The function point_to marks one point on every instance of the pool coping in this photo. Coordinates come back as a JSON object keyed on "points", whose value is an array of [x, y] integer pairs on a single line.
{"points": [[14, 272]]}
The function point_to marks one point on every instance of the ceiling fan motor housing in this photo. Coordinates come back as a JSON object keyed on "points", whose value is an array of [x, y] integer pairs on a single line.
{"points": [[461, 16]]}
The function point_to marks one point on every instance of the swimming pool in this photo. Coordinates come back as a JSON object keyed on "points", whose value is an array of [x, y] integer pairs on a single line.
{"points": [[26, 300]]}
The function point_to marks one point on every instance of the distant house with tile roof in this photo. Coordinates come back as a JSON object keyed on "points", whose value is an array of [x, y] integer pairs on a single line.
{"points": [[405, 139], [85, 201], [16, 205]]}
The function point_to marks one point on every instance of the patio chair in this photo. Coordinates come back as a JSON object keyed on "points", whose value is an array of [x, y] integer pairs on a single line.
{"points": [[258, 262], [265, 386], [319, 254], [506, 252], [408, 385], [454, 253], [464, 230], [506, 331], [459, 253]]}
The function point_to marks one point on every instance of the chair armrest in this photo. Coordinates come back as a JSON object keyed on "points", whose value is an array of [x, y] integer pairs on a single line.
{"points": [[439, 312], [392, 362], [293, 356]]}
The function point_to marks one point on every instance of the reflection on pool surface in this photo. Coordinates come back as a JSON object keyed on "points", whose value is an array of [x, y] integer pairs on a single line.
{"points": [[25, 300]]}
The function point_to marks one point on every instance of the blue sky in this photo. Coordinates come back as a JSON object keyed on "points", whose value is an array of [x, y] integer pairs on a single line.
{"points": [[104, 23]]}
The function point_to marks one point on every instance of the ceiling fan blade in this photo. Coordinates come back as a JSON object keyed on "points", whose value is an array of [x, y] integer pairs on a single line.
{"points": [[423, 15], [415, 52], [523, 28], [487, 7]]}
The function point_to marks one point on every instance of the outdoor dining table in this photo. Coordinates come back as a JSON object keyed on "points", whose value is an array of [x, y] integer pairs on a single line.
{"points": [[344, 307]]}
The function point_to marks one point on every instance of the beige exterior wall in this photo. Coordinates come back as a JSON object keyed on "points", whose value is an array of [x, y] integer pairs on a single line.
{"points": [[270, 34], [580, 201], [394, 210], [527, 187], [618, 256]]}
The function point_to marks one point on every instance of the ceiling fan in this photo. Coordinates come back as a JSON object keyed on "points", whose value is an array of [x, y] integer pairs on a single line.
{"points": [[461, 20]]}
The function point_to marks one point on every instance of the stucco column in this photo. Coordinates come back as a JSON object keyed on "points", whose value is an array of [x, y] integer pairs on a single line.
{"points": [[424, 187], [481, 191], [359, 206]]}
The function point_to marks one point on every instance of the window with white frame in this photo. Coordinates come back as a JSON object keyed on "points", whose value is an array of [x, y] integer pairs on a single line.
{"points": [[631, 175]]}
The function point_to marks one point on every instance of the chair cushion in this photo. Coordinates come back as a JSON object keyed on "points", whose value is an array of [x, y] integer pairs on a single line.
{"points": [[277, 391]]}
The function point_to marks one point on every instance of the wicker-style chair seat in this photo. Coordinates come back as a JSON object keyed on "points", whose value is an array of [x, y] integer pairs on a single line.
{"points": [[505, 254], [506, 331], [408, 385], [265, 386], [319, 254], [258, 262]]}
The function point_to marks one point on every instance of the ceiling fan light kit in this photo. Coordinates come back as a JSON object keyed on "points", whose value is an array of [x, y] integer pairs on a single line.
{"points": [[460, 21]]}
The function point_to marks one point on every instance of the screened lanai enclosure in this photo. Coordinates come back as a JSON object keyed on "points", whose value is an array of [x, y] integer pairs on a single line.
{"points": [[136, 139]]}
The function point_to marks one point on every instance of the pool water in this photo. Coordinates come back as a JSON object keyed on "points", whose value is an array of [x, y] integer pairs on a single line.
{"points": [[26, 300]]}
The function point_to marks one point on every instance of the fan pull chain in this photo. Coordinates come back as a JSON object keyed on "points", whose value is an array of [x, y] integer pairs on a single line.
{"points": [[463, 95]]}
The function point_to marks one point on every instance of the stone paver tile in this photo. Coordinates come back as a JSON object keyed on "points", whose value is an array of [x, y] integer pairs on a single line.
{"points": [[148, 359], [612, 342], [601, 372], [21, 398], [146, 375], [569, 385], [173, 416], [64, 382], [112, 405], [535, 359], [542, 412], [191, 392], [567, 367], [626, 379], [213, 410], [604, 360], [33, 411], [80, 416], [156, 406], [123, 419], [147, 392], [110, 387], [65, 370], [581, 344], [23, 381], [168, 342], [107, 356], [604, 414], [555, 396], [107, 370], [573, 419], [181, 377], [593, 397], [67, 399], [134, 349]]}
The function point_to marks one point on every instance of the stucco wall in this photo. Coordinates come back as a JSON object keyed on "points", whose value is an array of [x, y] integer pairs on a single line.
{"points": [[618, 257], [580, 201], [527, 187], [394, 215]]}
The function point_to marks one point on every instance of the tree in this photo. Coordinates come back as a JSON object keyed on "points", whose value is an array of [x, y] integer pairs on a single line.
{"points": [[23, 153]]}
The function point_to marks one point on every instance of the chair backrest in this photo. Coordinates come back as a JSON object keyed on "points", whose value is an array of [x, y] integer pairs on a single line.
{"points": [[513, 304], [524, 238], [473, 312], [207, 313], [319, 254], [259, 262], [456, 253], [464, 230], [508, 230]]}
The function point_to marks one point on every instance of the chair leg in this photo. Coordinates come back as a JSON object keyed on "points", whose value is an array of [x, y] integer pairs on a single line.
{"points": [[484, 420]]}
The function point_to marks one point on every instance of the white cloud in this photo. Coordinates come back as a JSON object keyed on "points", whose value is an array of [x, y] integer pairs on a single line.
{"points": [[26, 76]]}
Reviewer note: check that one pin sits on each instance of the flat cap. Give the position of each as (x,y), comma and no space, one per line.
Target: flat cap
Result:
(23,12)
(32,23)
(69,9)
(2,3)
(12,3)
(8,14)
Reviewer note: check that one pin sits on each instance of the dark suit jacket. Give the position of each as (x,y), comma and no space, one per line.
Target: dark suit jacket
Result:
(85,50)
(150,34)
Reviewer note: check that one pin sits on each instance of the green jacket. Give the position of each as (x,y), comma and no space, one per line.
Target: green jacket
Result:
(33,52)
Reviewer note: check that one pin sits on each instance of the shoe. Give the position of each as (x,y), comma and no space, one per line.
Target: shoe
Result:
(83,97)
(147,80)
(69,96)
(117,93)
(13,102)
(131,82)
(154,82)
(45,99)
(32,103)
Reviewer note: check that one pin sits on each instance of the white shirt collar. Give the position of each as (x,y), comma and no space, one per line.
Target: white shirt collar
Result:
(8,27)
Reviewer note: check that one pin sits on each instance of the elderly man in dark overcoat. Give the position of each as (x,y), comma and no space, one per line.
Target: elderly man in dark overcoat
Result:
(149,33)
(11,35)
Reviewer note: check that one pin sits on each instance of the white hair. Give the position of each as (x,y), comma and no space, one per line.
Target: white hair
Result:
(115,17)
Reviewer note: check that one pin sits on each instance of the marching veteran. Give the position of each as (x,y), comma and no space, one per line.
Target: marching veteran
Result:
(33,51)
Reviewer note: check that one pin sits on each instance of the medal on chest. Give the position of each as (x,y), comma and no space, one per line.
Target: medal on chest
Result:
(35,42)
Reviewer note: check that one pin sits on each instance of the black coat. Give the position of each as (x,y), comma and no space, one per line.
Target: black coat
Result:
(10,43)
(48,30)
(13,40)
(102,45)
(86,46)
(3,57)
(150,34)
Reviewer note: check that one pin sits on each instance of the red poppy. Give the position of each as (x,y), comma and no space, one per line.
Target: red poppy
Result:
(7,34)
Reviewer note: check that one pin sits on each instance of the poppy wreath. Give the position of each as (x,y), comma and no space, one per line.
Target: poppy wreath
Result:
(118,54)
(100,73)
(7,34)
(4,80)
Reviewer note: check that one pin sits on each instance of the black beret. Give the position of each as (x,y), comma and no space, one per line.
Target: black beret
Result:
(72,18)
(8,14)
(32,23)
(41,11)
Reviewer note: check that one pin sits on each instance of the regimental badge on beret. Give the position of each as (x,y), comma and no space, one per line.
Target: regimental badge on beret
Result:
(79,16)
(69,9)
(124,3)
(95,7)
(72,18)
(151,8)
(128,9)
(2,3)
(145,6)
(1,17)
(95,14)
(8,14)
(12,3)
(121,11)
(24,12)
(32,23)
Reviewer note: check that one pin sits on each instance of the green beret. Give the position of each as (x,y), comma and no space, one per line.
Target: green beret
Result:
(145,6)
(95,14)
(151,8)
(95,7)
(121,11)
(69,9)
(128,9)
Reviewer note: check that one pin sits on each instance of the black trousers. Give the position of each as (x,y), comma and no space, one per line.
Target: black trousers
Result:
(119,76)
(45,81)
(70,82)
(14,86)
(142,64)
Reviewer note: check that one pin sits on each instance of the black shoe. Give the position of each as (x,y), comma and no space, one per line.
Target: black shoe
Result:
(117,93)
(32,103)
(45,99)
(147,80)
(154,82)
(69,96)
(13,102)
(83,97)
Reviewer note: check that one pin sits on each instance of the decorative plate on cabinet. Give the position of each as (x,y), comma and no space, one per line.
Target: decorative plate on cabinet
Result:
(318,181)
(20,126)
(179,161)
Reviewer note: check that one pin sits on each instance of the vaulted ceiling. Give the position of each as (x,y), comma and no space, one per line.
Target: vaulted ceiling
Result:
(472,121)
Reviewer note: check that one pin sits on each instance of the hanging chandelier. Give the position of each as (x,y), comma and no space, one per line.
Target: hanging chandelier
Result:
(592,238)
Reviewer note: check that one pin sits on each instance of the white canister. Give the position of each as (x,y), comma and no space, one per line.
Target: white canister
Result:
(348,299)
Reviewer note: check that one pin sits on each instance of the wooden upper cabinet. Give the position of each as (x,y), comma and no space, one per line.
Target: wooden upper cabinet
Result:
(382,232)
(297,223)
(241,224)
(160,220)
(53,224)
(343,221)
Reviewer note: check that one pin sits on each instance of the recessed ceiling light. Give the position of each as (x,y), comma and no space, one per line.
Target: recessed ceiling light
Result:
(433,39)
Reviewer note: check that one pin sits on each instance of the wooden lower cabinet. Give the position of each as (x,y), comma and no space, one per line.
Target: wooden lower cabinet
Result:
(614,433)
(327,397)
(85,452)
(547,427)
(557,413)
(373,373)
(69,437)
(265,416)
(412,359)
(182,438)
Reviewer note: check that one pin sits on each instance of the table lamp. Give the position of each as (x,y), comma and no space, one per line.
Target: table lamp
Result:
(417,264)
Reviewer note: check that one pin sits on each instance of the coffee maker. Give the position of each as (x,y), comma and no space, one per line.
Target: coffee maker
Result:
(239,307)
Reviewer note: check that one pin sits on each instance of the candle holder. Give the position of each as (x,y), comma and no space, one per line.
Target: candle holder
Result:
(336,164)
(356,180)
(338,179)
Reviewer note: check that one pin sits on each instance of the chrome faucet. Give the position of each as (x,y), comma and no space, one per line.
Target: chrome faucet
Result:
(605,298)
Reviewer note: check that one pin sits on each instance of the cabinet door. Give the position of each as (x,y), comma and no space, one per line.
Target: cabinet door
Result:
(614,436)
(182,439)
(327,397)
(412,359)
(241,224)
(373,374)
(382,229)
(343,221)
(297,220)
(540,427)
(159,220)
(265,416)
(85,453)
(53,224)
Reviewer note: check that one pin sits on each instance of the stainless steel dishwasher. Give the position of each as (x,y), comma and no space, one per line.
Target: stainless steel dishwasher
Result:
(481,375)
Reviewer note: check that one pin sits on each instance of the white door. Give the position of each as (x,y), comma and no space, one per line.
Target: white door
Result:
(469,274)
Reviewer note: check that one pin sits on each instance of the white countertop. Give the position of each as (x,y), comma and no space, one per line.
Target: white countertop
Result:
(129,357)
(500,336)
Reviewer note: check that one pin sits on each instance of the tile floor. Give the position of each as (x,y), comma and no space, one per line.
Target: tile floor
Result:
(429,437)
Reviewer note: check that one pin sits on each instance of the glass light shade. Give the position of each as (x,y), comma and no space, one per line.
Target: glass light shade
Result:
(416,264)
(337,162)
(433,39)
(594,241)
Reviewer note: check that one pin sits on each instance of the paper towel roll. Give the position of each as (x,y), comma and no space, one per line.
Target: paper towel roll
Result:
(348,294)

[The task] Where does the word "dark" appear in the records? Copy every line that holds it.

[Exercise solution]
Reviewer note: check that one pin sits on each instance of the dark suit jacket. Give the position of each as (x,y), comma and no space, one per line.
Target: dark suit jacket
Reviewer note: check that one pin sits on each instance of the elderly man in dark overcoat. Give the position of each as (x,y), comma and no space, one per line.
Target: elderly man in dark overcoat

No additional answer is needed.